TASK TO CARRY OUT >> Reproduce every item below word for word, leaving out the pictures.

-- Start --

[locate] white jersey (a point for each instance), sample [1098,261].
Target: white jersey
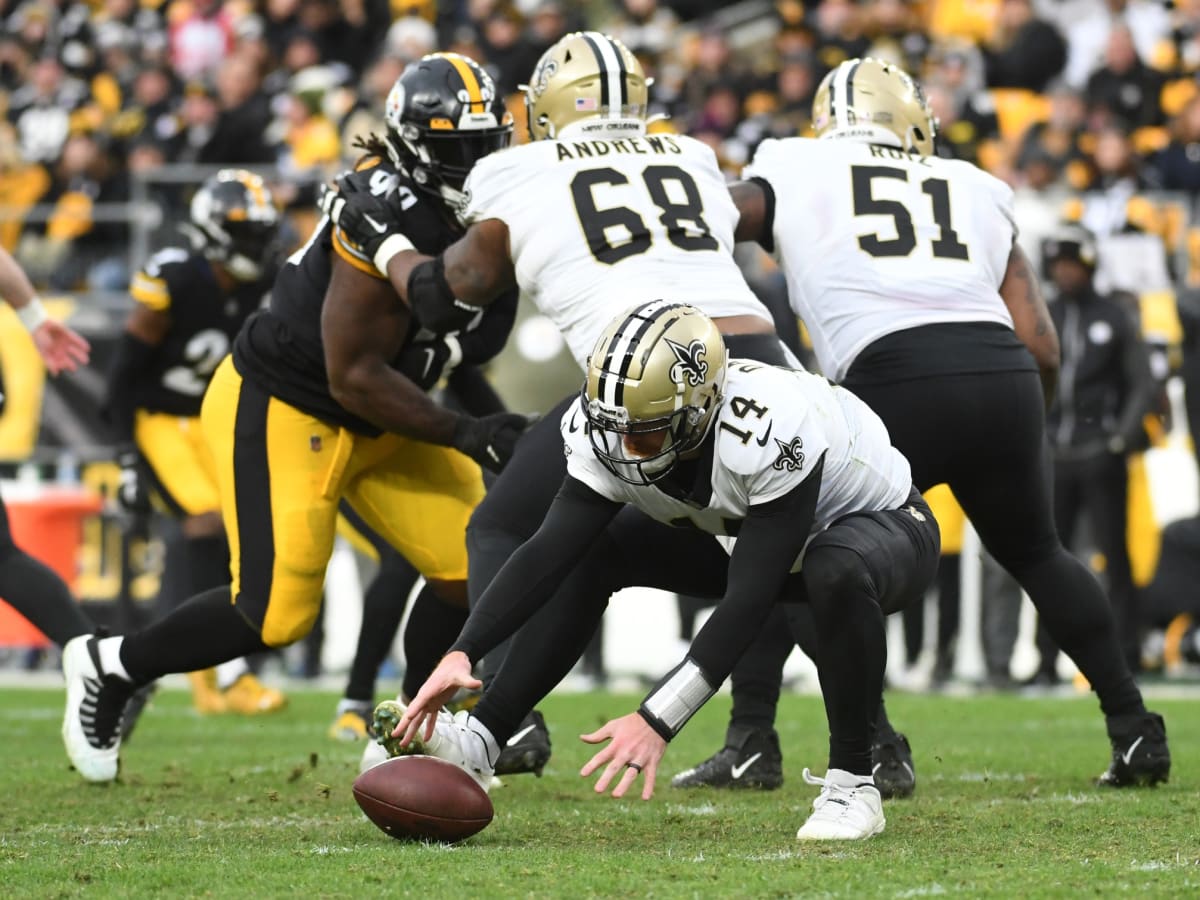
[769,432]
[874,240]
[599,226]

-- End --

WORKED ANSWER >>
[locate] white jersey (a point for each instance), sample [1098,261].
Target: white jersey
[769,432]
[874,240]
[599,226]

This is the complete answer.